ACTIVITY LIST:
(1) According to the article on SM Investments, what share of sales in the company's shopping malls comes from spending by overseas workers and their dependents?
(2) Continue the article about SM Investments, starting after its last sentence.

Spending by overseas workers and their dependents now accounts for half of all sales in the company’s 29 shopping malls. SM’s banking arm, Banco de Oro-EPCI, the country’s second-largest lender by assets, has a global network of remittance centers that has about a quarter share of the US$14 billion business. These centers are being tapped to sell mortgages and service payments on SM-built homes in property projects connected to the malls, which are hugely attractive in the mall-crazy Philippines. The success of the strategy is allowing SM to branch out to related sectors like tourism and BPO (business process outsourcing), two of the country’s sunrise industries.

SM Investments is doing well indeed. Sales in the first half of this year nearly doubled to 55.3 billion pesos (US$1.3 billion at the current exchange rate) after the opening of 28 new SM Supermarkets and nine SM Hypermarkets. In three years’ time, says CFO Jose Sio, “we’re looking at a compound annual growth of 12 percent”—meaning a turnover of about 125 billion pesos (US$2.8 billion) by 2009. For the same period, Sio projects a much heftier 30-40 percent compound annual growth in net income to around 23 to 29 billion pesos (US$523 to US$660 million).

Hitting such targets will call for spending on a scale unheard of at the company. As a group, SM firms—which comprise more than 25 major enterprises—will invest 95 billion pesos (US$2.2 billion) over five years. At the 60-hectare SM BayCity, home to the Mall of Asia, the group will build a convention center, hotels, and office towers for BPO and call-center firms. The company also has plans for tourist resorts, condominiums and master-planned communities, and more shopping malls across the country.

It’s all getting a bit hectic for the 67-year-old Sio, who—like other CFOs in the Philippines—has grown used to nursing cash rather than spending it as the country lurched from one crisis to another. Is finance up to the task? For now, the company appears to have no trouble raising funds. But Sio will need all his skills and decades of experience to navigate today’s treacherous financial waters. Even if SM gets all the money it needs, it could founder if, as a newly bulked up enterprise, it loses the agility to maneuver in a volatile marketplace.

Risk and Remittances

There’s no shortage of risks that could derail Sio’s efforts. While buoyant today, remittances are highly sensitive to the economies of the host countries where overseas Filipinos work. During a downturn, domestic helpers, personal drivers, and factory workers are among the first to lose their jobs. That’s no small worry, considering that SM’s exposure to remittances is still growing, particularly in its property and banking businesses.

The two other legs of SM’s expansion, tourism and BPO, are predicated on economic and political stability. But sadly, volatility has stalked the Philippines in recent years (see “Looking Up,” page 23). The series of unfortunate events include the ouster of President Joseph Estrada in 2001 and the ongoing attempts to impeach his successor, President Gloria Macapagal Arroyo, over allegations she cheated in the 2004 elections. New scandals erupted this year over a US$330 million national infrastructure contract with Chinese telecom gear maker ZTE. And anxiety about terrorism intensified in October after an explosion at a Manila mall (not SM’s) killed 11 people and wounded scores more.

DATASET EXTRACT:
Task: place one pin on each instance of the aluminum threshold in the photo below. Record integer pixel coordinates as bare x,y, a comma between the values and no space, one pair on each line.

ANSWERS BY ITEM:
(1) Half of all sales.

(2)
SM itself is in transition. Founder and SM chairman Henry Sy, Sr. is 83 and his six children now effectively run the enterprise. The two eldest siblings, Teresita Sy-Coson and Henry Sy, Jr. are co-vice chairmen at SM Investments, while another son, Harley Sy, is president and board director. Herbert Sy heads retail merchandising, Hans Sy oversees mall operations, and Elizabeth Sy is senior vice president for marketing at SM Prime, which owns and operates the shopping malls.

The family appears harmonious now, but there is no saying how things will look when the patriarch is gone. The children have their own ideas of how to run the burgeoning empire, including an increasing reliance on professional managers. Henry Sr. is known to favor family and kin over outsiders. The second generation is also seen as the driving force behind the investing spree. “Henry Sy had been averse to projects with large capex,” notes Alfred Dy, head of research at the Philippine unit of investment bank CLSA. Unlike other Filipino tycoons, the SM founder stayed away from big-ticket ventures like airlines and telecoms, even when the politicians of the day were open to giving him the franchises.

Sio says SM continues to adhere to Henry Sr.’s dictum that the company should get involved only in businesses that it knows well, meaning retail, banking, and real estate. But the Sy children are not shying away from scale and complexity. Sy-Coson, for example, had been dogged in her three-year pursuit of a difficult merger between Banco de Oro and Equitable PCI Bank, which finally came through earlier this year. For his part, Henry Jr. is in a hurry to make SM a major property player. He’s launched five projects in less than three years, with the 1.4 billion peso (US$31 million) Chateau Elysée master-planned community due for completion this year.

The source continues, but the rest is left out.